> _READING PASSAGE_:
╭──

Spring Turkey Prep Pt. 2
Your scouting is done and you’ve learned how to harvest a turkey—but do you really understand the biology of your target? Here are some turkey facts and mannerisms to help give you some insight.
How to Tell a Hen from a Tom Turkey
First, you need to be able to distinguish between male and female wild turkeys so you can tell them apart. In most states, only turkeys with a “beard” of feathers protruding from the middle of their chest can be hunted during the Spring season. Most of bearded birds are males, which leaves the females safe to breed. Telling a male from a female can be a little tricky if you don’t know the signs to look for, though.
Female turkeys, also known as hens, have a smaller, grayish-blue head with less pronounced caruncles (also called waddles) at the base of their necks. A hen’s feathers also appear duller and lack the vibrant iridescent tips males' feathers have. About 10% of hens have a beard and some do gobble, although their calls sound strained when compared to that of a male.
A male turkey, also known as a tom, has a larger body that looks almost black with brilliant iridescent feather tips. Toms have a pronounced beard, plus spurs on their legs. These are used for fighting rival males in their pursuit of dominance.
A tom’s head is very fleshy with a red, white, and blue coloration that can change according to their mood. A male turkey’s caruncles get pronounced and turn bright red if they become agitated at a rival or when sexually aroused. Toms also have a white "crown" that sits on the top of their heads. The coloration around the eyes turns a blueish color and can sometimes have a purple hue.
If you hear gobbling, that’s most likely a tom, as that’s the mating call of the male turkey. Hens yelp—and this can be a source of confusion among some hunters.
Understanding Turkey Behavior and Signs of Alertness
All turkeys have a snood, which is the long piece of flesh that hangs over their beaks. If the snood is hanging down loosely, the bird is at ease. If it is erect, they are cautious and will be extra alert. Anyone that has ever had a gobbler come in sees the snood go from hanging down to being sucked back in knows the jig is up.

╰──

(Records taken from a dataset)
╭──

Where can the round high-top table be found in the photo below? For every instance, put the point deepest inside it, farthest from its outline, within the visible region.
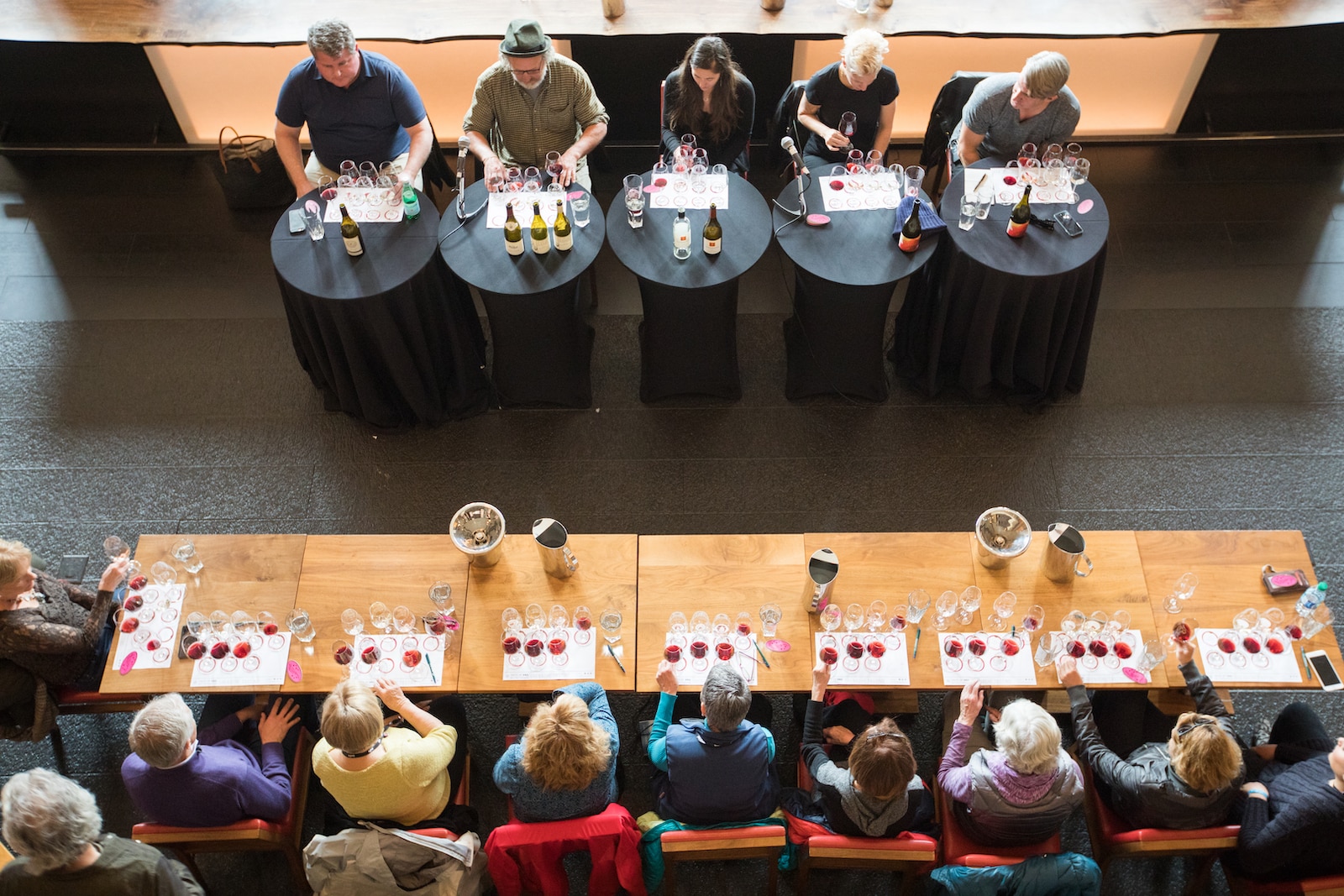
(391, 336)
(844, 275)
(689, 338)
(995, 315)
(543, 347)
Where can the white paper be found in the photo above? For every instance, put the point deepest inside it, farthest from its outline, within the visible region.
(578, 664)
(716, 191)
(391, 651)
(165, 626)
(891, 669)
(1242, 665)
(496, 208)
(232, 672)
(362, 208)
(958, 671)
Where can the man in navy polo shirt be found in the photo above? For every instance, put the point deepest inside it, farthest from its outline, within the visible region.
(358, 105)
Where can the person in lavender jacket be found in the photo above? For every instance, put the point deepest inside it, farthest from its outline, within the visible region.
(564, 765)
(1021, 793)
(187, 779)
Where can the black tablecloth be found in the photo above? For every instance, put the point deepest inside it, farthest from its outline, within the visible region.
(542, 343)
(689, 338)
(390, 338)
(844, 275)
(1005, 316)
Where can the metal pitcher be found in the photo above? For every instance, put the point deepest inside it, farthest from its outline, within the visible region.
(553, 543)
(1000, 537)
(1065, 558)
(823, 569)
(477, 531)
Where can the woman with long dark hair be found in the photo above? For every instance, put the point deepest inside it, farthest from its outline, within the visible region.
(709, 96)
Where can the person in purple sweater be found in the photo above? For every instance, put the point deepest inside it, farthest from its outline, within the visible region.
(187, 779)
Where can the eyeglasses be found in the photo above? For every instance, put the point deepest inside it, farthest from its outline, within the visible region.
(1189, 726)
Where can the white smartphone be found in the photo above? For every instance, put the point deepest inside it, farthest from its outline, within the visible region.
(1324, 671)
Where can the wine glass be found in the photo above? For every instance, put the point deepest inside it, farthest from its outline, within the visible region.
(969, 605)
(918, 600)
(944, 609)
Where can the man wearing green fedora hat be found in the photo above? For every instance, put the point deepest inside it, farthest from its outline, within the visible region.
(533, 102)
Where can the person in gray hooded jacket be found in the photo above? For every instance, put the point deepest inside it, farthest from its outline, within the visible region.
(879, 794)
(1151, 772)
(1021, 793)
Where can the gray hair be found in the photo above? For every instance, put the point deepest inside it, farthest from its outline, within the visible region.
(1028, 738)
(49, 819)
(161, 731)
(329, 36)
(726, 698)
(1046, 74)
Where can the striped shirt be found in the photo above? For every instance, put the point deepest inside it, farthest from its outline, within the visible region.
(523, 129)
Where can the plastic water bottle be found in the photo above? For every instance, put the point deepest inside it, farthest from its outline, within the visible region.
(1312, 598)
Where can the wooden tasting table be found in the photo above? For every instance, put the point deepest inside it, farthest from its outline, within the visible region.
(725, 574)
(241, 573)
(353, 571)
(605, 578)
(1229, 569)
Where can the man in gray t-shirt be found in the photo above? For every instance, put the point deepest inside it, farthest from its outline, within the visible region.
(1008, 110)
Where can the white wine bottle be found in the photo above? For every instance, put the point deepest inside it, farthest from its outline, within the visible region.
(541, 233)
(512, 233)
(712, 233)
(564, 234)
(349, 233)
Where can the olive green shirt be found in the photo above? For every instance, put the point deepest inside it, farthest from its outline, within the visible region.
(522, 130)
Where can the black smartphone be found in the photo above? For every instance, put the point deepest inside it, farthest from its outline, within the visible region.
(73, 567)
(1068, 224)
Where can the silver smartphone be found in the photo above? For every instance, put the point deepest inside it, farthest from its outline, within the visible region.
(1324, 671)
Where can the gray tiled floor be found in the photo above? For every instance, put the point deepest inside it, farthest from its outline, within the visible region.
(151, 387)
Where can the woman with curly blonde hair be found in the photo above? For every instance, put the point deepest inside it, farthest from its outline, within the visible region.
(564, 765)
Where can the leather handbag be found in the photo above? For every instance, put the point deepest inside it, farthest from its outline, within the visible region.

╰──

> _WORK INSTRUCTIONS_:
[1] Answer each question from the turkey article, marking your answers (a), (b) and (c).
(a) About what percentage of hens have a beard?
(b) What do toms use the spurs on their legs for?
(c) What does it mean when a turkey's snood is erect?
[2] Write the next part of the turkey article, picking up after its final sentence.
These lines are separate from the turkey article and have no connection to it.

> _ANSWERS FOR THIS EXERCISE_:
[1]
(a) About 10%.
(b) Fighting rival males in their pursuit of dominance.
(c) The bird is cautious and will be extra alert.

[2]
Turkeys have exceptionally acute eyes and ears. These serve as their primary security alarms, so stay quiet and hidden if you want a successful hunt!
Turkeys have flattened corneas and can see red, green, blue, and ultra-violet to some degree. Dress accordingly and you’ll be harder for them to spot. A turkey’s eyes are located on the side of their head. This means they have monocular periscopic vision, which is four times better than 20/20, and just over 270 degrees of peripheral vision that can detect the smallest movement from long distance.
Where to Find Turkeys
When the foliage is light, turkeys will be found in the timber and in wide-open fields and cuts. When it rains, they head out into openings, as the rain compromises their hearing. If there is rain in the forecast, set up on a field and wait them out.
It is easier to call a turkey uphill than downhill. If you need to call them downhill, that’s possible, just be prepared to wait!
Turkeys tend to roost on southeastern facing slopes so they can catch the first rays of warming sun. Young gobblers or "jakes" and subdominant toms are generally easier to call than an old wood-wise mature tom will be.